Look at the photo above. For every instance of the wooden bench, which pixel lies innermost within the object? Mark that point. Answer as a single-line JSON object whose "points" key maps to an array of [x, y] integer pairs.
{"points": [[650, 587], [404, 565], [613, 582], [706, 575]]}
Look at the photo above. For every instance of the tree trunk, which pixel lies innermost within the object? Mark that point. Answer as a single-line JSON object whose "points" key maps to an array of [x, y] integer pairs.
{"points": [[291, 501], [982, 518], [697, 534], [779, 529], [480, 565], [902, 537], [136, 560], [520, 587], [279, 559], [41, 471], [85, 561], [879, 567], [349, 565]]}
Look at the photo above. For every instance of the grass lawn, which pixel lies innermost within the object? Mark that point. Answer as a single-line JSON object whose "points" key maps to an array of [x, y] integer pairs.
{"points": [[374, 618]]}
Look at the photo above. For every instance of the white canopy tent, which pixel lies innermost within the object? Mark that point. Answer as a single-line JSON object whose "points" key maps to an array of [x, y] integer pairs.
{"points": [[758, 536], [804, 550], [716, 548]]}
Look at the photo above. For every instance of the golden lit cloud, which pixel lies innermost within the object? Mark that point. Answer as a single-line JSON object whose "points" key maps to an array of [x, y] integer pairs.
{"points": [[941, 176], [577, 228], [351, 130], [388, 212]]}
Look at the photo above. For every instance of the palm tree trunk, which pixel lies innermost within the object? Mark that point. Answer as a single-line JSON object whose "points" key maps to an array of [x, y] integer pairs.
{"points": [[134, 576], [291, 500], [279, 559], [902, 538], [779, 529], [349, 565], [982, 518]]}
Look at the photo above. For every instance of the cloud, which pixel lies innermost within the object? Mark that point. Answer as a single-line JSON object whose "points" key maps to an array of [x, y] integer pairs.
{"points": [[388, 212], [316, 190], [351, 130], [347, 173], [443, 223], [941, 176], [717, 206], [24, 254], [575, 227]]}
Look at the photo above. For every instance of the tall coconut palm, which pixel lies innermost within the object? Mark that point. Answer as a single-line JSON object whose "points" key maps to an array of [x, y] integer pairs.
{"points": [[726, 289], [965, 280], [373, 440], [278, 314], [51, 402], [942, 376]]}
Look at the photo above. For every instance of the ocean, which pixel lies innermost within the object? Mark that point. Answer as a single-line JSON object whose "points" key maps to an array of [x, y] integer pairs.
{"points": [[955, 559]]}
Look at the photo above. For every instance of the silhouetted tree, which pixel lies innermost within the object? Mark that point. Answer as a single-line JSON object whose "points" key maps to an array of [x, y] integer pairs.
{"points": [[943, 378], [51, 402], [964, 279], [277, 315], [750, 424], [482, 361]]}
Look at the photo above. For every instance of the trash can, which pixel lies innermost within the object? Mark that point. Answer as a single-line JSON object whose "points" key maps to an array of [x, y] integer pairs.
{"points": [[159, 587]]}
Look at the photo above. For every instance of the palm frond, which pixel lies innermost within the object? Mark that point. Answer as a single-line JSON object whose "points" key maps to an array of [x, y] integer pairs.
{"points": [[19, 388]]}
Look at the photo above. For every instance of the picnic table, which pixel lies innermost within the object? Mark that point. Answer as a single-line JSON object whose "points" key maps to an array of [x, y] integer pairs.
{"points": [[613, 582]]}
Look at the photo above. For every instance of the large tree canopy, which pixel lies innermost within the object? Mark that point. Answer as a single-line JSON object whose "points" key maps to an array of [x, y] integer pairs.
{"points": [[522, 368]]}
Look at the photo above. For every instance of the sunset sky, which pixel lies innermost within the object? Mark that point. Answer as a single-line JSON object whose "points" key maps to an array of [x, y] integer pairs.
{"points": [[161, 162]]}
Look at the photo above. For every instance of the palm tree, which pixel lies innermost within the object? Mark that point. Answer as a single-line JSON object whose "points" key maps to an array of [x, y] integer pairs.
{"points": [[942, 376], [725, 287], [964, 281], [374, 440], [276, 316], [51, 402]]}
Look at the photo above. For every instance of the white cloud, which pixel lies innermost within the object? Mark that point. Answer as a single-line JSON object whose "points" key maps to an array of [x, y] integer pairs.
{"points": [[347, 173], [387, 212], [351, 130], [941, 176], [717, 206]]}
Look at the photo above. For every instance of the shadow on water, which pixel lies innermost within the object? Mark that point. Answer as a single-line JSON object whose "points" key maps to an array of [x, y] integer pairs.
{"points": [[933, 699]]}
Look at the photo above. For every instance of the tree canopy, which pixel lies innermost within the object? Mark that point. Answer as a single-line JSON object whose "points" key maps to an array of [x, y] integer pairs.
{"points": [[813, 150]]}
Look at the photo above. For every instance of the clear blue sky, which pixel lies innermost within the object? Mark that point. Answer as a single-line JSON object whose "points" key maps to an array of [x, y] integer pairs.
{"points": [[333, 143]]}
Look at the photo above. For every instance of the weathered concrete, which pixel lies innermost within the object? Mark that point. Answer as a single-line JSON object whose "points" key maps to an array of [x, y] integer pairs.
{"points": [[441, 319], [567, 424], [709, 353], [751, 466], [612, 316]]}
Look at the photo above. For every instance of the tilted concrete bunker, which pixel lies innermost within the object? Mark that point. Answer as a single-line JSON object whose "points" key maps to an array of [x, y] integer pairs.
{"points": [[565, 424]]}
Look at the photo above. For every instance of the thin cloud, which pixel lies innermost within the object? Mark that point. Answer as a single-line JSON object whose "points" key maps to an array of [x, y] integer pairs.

* [Exercise] A word-for-word repetition of the listing above is required.

* [Solved exercise]
Look at the photo above. For every instance of the wooden bench, which pixel lies innermost within the object? Mark that point. Answer as a single-line JSON object whose "points" key maps to an array of [x, y] integer pairs.
{"points": [[650, 587], [404, 565], [613, 582], [706, 575]]}
Look at the photo above. For every instance of the tree trunk, which pixel lies innermost within the object? Mark that point. Answer as a single-line JSON object whose "points" key maps to an array of [x, y] integer pairs.
{"points": [[291, 501], [982, 518], [697, 534], [779, 529], [480, 565], [902, 537], [136, 560], [520, 587], [279, 559], [41, 471], [85, 561], [879, 567], [349, 565]]}
Look at the photo above. For every instance of the grass lawn, which pixel lies innermost within the object? Mark that point. Answer as a single-line JSON object whose "points" key maps to an array of [x, y] integer pairs.
{"points": [[374, 618]]}
Look at the photo above. For every instance of the white canopy tent, which pixel lies innermost within the object? Mark that point. Answer as a single-line JSON object whose "points" key maps to an array of [x, y] integer pairs.
{"points": [[758, 536], [804, 550], [716, 548]]}
Look at the photo above. For every instance of the golden lit cloud, which pixel lies innermost within the object? Mark that point. Answer as a single-line JSON object whose "points" key maps to an array of [x, y] integer pairs.
{"points": [[941, 176], [577, 228], [351, 130], [388, 212]]}
Look at the photo above. For every instance of the palm tree trunk, which pixel lies innermost within the object? Mark that point. Answer as a single-line JSON object whose "points" key maps to an array of [x, y] integer pairs.
{"points": [[134, 576], [291, 500], [279, 559], [902, 538], [779, 529], [349, 565], [982, 518]]}
Look at the photo above. For every instance of the cloud, which pixel lies innermost within the object? Mark that point. Answer as a single-line JSON object whose "points" key maps to an array of [x, y] integer pairs.
{"points": [[388, 212], [316, 190], [351, 130], [347, 173], [443, 223], [941, 176], [717, 206], [24, 254], [575, 227]]}
Look at the photo above. For every instance of the tall coconut palm, which pixel lies innermost within the object? Mark that point. Answer as a single-line JSON object whose "points" key maps to an array of [x, y] integer pairs.
{"points": [[726, 289], [965, 280], [373, 440], [278, 314], [51, 402], [942, 376]]}
Look at the photo above. For every instance of the ocean, which pixel lies innermost within the object? Mark that point. Answer as a single-line JSON object whose "points" key maps to an array of [x, y] integer pairs.
{"points": [[955, 559]]}
Look at the photo above. For every instance of the silhouetted tree, which pixel lies innermost within the object? Mark that point. Answer as a single-line JSON object whose "points" key maps to an array of [x, y] integer pairs.
{"points": [[943, 378], [51, 402], [964, 279], [277, 315], [750, 424], [482, 361]]}
Look at the photo above. For every instance of the trash can, which pixel lies innermost within the object? Mark that point. Answer as a single-line JSON object whose "points" key maps to an array of [x, y] integer pairs.
{"points": [[159, 587]]}
Look at the photo above. For every instance of the palm frond, which pixel lies innermost within the object? Mark that point. Answer as a single-line JSON object whose "points" key maps to an array of [x, y] integer pairs.
{"points": [[19, 388]]}
Look at the photo above. For every instance of the picnic table, which pixel lies innermost within the object? Mark that point. Answer as a single-line JSON object whose "points" key maps to an array of [x, y] integer pairs.
{"points": [[613, 582]]}
Look at the photo above. For every instance of the large tree canopy, which pixel lies innermost within the object? Mark that point. Answer as a single-line JSON object whose "points" key maps to an array of [x, y] integer pairs.
{"points": [[522, 368]]}
Look at the photo above. For every instance of the sunset sky, which pixel lies innermost within the object? Mark that point. Answer as a single-line JSON object whose "points" key maps to an array of [x, y] integer pairs.
{"points": [[161, 162]]}
Look at the photo above. For every instance of the palm tree, which pixel lies innermost within the object? Mark that point. Answer as a single-line JSON object whose "points" key maps to an array of [x, y] integer pairs.
{"points": [[942, 376], [725, 287], [964, 281], [374, 440], [276, 316], [51, 402]]}
Look at the photo above. For every instance of the white cloud, which pixel lies innermost within the object? Mark that point. Answer as a single-line JSON object whose "points" key maps to an array of [x, y] integer pairs.
{"points": [[347, 173], [387, 212], [351, 130], [941, 176], [717, 206]]}
Look at the photo above. For every instance of the shadow on water, which pixel lies innermost within the object? Mark that point. Answer as a single-line JSON object whose "points" key maps to an array of [x, y] integer pairs.
{"points": [[933, 699]]}
Look at the photo above. For every instance of the tree canopy, which pixel lies innermost within the object? Mark that point. Answer as a single-line JSON object whose "points" key maps to an array of [x, y] integer pairs.
{"points": [[813, 150]]}
Look at the photo above. For every instance of the clear blue sky, which pixel lies innermost within the object? Mark that point. Answer as a single-line JSON object whose "points" key maps to an array of [x, y] integer pairs.
{"points": [[333, 143]]}
Look at the photo above. For every instance of the weathered concrete, which pixel lies innermost within the object? Mark that point. Answer as a single-line JSON object whose "points" key maps to an array of [x, y] integer pairs.
{"points": [[441, 319], [567, 424], [709, 353], [751, 466], [612, 316]]}
Look at the photo above. For every instance of the tilted concrete bunker, which pixel lies innermost within the object? Mark that point. Answer as a single-line JSON object whose "points" key maps to an array of [x, y] integer pairs.
{"points": [[565, 424]]}
Look at the photo above. For every instance of the thin cloud, which pixel lies innermost within the object? Mark that point. Answer as a single-line JSON object whose "points" key maps to an array of [x, y] integer pairs.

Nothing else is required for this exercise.